• _PROMPT_
Repeat the entries below in full, with every character unchanged.

• _DATA EXTRACT_

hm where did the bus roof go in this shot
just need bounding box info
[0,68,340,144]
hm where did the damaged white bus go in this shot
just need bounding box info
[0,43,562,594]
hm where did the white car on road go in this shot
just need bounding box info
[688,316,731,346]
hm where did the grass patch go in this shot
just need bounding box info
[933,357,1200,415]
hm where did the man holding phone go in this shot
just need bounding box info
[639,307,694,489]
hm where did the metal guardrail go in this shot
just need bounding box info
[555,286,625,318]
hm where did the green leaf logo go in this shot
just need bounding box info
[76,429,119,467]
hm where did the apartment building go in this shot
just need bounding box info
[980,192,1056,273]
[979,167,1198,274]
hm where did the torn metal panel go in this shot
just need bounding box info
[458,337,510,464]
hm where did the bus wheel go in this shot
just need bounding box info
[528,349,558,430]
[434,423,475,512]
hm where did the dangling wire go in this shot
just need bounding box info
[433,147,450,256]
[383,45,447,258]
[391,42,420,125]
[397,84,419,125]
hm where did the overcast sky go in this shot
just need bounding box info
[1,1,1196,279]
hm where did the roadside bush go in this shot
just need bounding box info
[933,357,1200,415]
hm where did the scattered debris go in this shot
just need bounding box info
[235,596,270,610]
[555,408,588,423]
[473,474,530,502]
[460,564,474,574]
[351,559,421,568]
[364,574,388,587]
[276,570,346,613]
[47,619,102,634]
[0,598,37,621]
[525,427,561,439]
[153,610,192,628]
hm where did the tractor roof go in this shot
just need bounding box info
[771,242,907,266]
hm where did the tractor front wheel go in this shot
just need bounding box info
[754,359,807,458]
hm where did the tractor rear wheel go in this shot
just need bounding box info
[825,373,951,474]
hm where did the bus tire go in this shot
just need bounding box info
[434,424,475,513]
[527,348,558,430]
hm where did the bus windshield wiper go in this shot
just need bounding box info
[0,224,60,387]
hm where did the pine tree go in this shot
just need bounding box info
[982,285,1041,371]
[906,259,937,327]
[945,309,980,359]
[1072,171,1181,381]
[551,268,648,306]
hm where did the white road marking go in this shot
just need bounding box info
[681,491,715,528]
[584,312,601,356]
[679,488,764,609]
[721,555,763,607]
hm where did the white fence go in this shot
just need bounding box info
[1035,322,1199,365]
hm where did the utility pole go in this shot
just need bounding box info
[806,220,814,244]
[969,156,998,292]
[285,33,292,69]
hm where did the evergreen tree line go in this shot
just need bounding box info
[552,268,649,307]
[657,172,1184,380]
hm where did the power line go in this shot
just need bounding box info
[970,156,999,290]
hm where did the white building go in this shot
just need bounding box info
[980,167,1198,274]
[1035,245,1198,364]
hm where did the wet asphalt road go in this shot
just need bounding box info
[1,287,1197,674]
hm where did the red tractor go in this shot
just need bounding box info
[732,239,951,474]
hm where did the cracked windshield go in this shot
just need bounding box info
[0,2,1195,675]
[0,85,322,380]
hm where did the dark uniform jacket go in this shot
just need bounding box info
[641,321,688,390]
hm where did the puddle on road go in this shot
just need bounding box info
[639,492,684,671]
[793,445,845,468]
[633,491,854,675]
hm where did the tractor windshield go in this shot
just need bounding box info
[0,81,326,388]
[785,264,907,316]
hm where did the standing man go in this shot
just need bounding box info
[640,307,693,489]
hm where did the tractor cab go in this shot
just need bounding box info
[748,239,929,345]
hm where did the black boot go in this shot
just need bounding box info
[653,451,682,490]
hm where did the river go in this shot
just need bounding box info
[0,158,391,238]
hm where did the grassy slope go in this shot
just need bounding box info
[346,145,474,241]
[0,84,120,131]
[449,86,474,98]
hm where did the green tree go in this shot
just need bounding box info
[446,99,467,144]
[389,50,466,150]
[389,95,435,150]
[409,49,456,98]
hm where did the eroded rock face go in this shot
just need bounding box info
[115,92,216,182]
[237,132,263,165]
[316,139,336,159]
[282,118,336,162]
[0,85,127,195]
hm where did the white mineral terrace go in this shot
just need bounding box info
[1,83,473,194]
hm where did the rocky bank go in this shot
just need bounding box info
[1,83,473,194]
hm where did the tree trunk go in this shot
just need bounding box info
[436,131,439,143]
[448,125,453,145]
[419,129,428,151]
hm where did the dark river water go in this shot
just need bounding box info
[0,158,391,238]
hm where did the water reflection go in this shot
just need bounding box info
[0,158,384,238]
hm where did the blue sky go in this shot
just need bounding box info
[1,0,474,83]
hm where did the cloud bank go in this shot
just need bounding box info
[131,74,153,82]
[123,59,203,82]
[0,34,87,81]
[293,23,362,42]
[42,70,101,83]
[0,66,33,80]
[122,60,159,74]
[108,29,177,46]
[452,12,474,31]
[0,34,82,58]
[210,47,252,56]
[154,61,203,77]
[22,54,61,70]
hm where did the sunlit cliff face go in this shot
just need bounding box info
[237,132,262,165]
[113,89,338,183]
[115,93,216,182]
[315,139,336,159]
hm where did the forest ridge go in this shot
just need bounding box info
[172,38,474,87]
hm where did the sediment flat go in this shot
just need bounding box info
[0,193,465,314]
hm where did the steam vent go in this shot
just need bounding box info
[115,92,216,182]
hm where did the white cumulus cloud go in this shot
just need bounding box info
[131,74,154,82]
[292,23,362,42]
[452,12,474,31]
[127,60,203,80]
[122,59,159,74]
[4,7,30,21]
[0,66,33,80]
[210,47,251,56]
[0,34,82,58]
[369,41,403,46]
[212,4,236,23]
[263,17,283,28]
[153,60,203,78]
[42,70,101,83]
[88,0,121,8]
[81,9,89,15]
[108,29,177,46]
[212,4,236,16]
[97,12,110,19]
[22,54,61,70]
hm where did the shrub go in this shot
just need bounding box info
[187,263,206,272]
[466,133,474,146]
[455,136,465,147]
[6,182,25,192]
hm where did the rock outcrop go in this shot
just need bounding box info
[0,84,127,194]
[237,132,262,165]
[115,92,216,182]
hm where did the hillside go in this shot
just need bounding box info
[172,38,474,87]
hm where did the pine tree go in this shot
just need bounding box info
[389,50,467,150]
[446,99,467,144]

• _ANSWER SECTION_
hm where did the bus roof go in this shot
just need bounding box info
[0,68,340,144]
hm where did the damaged white bus go in this shot
just need bounding box info
[0,43,562,594]
hm where did the white car on road go in this shot
just need bounding box info
[688,316,731,346]
hm where did the grass patch go in this shot
just need bounding box info
[933,357,1200,415]
hm where did the man holding phone go in this shot
just need bounding box info
[639,307,694,489]
hm where did the metal guardrail go in this shot
just need bounding box info
[555,286,625,318]
hm where did the green leaf logo go in this shot
just need bounding box info
[76,429,119,467]
hm where did the apartment building go in this shot
just need bounding box info
[980,192,1056,273]
[979,167,1198,274]
hm where did the torn metal panel go in this shot
just need bounding box info
[458,337,510,464]
hm where did the bus wheel go in this shot
just need bounding box info
[528,349,558,430]
[434,423,475,512]
hm where did the dangling wire go in this shot
just need bounding box info
[433,147,450,256]
[383,45,447,258]
[391,42,420,125]
[397,84,419,125]
hm where did the overcast sky go in this shot
just need bounding box info
[1,1,1196,279]
hm where did the roadside bush go in this shot
just need bounding box info
[933,357,1200,415]
hm where did the scattered debris go in this shot
just need bounding box info
[235,596,270,610]
[555,408,588,423]
[473,474,530,502]
[460,564,474,574]
[351,559,421,568]
[364,574,388,587]
[276,570,346,613]
[47,619,102,634]
[0,598,37,621]
[525,427,561,439]
[153,610,192,628]
hm where did the tractor roof go in this shot
just need bounding box info
[771,242,907,266]
hm where did the tractor front wheel go in this shot
just need bounding box info
[754,359,807,458]
hm where did the tractor rear wheel go in this shot
just need bounding box info
[825,373,951,474]
hm where did the bus tire go in this shot
just need bounding box info
[434,424,475,513]
[527,348,558,430]
hm where did the bus windshield wiper go in this shot
just need bounding box info
[0,224,60,387]
hm where did the pine tree go in this shot
just need bounding box info
[982,285,1041,371]
[906,259,937,327]
[945,309,980,359]
[1072,171,1181,381]
[551,268,648,306]
hm where did the white road marking go in this shot
just need bounding box info
[681,491,715,528]
[584,312,601,356]
[679,488,764,609]
[721,555,763,607]
hm where did the white fence go in this shot
just need bounding box info
[1035,322,1199,365]
hm where did the utility pole go in this shot
just need bounding box info
[806,220,814,244]
[969,156,998,292]
[285,33,292,69]
hm where did the evergreen tree line go in this shot
just need bounding box info
[552,268,649,307]
[657,172,1184,380]
hm where did the power line go in this shot
just need bounding box info
[970,156,999,290]
hm where did the white building go in this shot
just need bounding box info
[980,167,1198,274]
[1035,245,1198,364]
hm where did the wet asphalt road go in this shot
just need bounding box info
[1,287,1197,674]
hm where did the red tractor go in this shot
just need bounding box info
[732,239,951,474]
hm where did the cracked windshield go in this shot
just need bounding box info
[0,2,1195,675]
[0,85,322,380]
hm where did the dark uniform jacket go in this shot
just need bounding box info
[641,321,688,390]
hm where did the puddle on road go in this shot
just need bounding box info
[639,492,684,671]
[793,445,845,468]
[633,491,854,675]
hm where did the tractor windshield go in this shot
just need bounding box info
[0,81,326,388]
[785,264,907,316]
hm where did the standing man go in this shot
just need bounding box info
[640,307,693,489]
hm where did the tractor cab go in this shot
just need bounding box info
[748,239,929,345]
hm where did the black boot go in this shot
just need bounding box info
[653,451,682,490]
hm where did the river go in this shot
just need bounding box info
[0,158,391,238]
hm where did the grassy slope go in this shot
just need bounding box info
[346,145,474,241]
[0,84,120,131]
[449,86,474,98]
hm where did the green tree go in this shot
just need bounding box info
[446,99,467,144]
[389,50,466,150]
[389,95,435,150]
[409,49,456,98]
hm where did the eroded rock face go in this shot
just need bounding box info
[115,92,216,182]
[237,132,263,165]
[316,139,336,159]
[282,118,336,162]
[0,85,127,195]
hm where did the white mineral terrace go in this shot
just need bounding box info
[1,83,473,194]
hm where did the rocky bank go in this shot
just need bounding box info
[1,83,473,194]
hm where did the tree trunk go in this shot
just need bounding box info
[436,131,439,143]
[448,125,453,145]
[419,129,428,151]
hm where did the dark river water go in this shot
just need bounding box info
[0,158,391,238]
hm where did the water reflection go in this shot
just need bounding box info
[0,158,384,238]
hm where did the blue sky go in this shot
just need bounding box info
[1,0,474,83]
hm where did the cloud bank go in this shot
just need bounding box info
[131,74,153,82]
[123,59,203,82]
[0,34,87,81]
[293,23,362,42]
[42,70,101,83]
[0,66,33,80]
[122,60,159,74]
[108,29,177,46]
[452,12,474,31]
[0,34,82,58]
[210,47,252,56]
[154,61,203,77]
[22,54,61,70]
hm where did the sunlit cliff face go in this shot
just need bounding box info
[237,132,262,165]
[113,89,338,183]
[115,93,216,182]
[315,139,336,159]
hm where did the forest ridge go in this shot
just need bounding box info
[172,38,474,87]
hm where did the sediment flat go in this shot
just need bounding box info
[0,193,465,314]
hm where did the steam vent go in this shot
just need bounding box info
[115,92,216,182]
hm where did the white cumulus cloud go in this shot
just need bounding box info
[131,74,154,82]
[292,23,362,42]
[452,12,474,31]
[127,60,203,80]
[122,59,159,74]
[4,7,30,21]
[0,66,33,80]
[210,47,251,56]
[0,34,82,58]
[369,41,403,46]
[212,4,236,23]
[263,17,283,28]
[153,60,203,78]
[42,70,101,83]
[88,0,121,8]
[81,9,89,15]
[108,29,177,46]
[212,4,236,16]
[97,12,110,19]
[22,54,61,70]
hm where did the shrub go in this shot
just need bounding box info
[187,263,206,272]
[466,133,474,146]
[455,136,465,147]
[6,182,25,192]
hm where did the rock outcrop go in this shot
just need bounding box info
[0,84,127,194]
[237,132,262,165]
[115,92,216,182]
hm where did the hillside go in this shot
just need bounding box info
[172,38,474,87]
hm where did the pine tree go in this shot
just need bounding box info
[389,50,467,150]
[446,99,467,144]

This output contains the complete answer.